● **Description of the task**
Report how many lines in the rows below contain the string "leaf", with case counting, and give only that number.

● **Records for the task**
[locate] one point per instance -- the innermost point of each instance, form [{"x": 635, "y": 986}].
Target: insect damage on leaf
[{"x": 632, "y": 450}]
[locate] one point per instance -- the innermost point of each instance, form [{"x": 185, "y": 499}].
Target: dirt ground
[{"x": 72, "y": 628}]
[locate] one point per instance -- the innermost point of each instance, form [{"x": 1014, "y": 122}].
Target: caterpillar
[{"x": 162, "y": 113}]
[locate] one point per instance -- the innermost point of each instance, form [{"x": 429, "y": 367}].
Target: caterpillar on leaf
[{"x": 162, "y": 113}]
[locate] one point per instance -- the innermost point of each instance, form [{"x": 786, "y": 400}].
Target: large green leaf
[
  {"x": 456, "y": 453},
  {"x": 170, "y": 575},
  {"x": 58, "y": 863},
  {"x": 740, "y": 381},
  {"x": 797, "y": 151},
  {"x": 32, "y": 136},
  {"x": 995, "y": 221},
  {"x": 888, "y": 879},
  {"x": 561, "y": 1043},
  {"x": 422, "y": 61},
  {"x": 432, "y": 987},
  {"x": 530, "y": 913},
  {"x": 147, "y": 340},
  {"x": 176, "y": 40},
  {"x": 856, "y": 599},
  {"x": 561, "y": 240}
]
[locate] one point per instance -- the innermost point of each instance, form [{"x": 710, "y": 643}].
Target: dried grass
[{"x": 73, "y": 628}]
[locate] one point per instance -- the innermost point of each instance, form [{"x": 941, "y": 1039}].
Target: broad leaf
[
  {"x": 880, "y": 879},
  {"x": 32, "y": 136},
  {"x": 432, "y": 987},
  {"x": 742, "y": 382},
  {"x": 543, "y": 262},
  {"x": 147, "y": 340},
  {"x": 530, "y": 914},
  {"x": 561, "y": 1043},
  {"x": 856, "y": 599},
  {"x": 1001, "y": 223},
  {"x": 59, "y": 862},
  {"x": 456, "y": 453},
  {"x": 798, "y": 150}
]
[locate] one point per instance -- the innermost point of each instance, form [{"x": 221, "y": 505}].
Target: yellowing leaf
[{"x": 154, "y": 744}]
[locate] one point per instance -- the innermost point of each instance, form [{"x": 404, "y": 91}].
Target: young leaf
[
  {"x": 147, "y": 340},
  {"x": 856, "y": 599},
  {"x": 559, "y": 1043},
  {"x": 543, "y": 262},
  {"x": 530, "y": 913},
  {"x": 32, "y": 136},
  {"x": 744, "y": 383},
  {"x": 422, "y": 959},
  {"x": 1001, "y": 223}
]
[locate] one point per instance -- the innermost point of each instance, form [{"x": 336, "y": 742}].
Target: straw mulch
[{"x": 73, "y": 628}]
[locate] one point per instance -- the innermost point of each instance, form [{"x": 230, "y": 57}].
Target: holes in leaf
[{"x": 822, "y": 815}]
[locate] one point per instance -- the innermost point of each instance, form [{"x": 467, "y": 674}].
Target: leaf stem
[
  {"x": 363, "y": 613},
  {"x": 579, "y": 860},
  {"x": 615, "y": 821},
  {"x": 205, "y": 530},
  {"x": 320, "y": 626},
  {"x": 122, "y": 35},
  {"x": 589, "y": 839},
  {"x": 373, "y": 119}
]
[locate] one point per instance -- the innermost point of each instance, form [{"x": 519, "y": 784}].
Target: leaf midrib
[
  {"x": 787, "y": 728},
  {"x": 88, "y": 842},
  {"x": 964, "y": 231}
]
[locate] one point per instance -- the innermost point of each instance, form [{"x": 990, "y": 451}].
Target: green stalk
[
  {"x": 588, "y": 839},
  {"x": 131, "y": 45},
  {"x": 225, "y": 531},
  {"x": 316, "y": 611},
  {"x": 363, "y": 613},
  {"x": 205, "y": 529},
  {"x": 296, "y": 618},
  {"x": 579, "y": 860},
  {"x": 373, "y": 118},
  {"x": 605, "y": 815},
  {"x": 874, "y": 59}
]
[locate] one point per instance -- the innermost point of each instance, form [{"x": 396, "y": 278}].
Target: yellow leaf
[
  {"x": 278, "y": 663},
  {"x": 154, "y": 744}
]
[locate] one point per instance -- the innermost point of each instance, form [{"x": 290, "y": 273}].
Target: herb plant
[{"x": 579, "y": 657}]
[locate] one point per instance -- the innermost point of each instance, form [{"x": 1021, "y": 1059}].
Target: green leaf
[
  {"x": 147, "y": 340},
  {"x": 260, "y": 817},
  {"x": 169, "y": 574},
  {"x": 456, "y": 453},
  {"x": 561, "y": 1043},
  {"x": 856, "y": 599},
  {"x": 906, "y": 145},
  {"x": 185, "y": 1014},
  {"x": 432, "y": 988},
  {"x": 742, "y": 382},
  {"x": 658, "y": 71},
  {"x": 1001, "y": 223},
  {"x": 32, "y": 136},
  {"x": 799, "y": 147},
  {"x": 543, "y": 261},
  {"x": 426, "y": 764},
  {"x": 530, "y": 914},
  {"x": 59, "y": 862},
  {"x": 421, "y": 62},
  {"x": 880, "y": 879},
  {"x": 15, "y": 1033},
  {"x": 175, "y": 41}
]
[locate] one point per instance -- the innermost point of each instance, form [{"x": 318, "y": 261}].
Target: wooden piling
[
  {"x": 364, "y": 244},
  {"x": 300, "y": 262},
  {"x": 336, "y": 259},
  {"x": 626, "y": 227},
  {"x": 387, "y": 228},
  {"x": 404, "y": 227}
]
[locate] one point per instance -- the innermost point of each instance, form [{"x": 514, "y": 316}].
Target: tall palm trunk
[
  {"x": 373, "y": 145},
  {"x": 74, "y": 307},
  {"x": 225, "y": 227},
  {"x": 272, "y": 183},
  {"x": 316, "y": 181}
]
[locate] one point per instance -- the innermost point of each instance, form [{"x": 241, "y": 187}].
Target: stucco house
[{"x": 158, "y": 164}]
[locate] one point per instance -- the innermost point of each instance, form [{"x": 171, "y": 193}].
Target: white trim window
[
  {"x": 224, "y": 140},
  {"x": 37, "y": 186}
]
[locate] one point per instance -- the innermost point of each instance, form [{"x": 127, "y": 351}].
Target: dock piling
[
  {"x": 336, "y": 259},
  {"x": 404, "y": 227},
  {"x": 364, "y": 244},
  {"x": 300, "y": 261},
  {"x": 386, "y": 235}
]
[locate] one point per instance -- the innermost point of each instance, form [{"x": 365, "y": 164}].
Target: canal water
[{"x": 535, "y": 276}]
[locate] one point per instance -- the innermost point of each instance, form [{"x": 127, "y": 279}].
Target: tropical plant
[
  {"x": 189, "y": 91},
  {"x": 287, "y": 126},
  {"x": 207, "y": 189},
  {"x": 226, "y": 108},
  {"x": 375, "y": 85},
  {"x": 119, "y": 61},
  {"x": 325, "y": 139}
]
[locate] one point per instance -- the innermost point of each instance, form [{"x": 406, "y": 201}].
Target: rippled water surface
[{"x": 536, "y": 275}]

● **In response**
11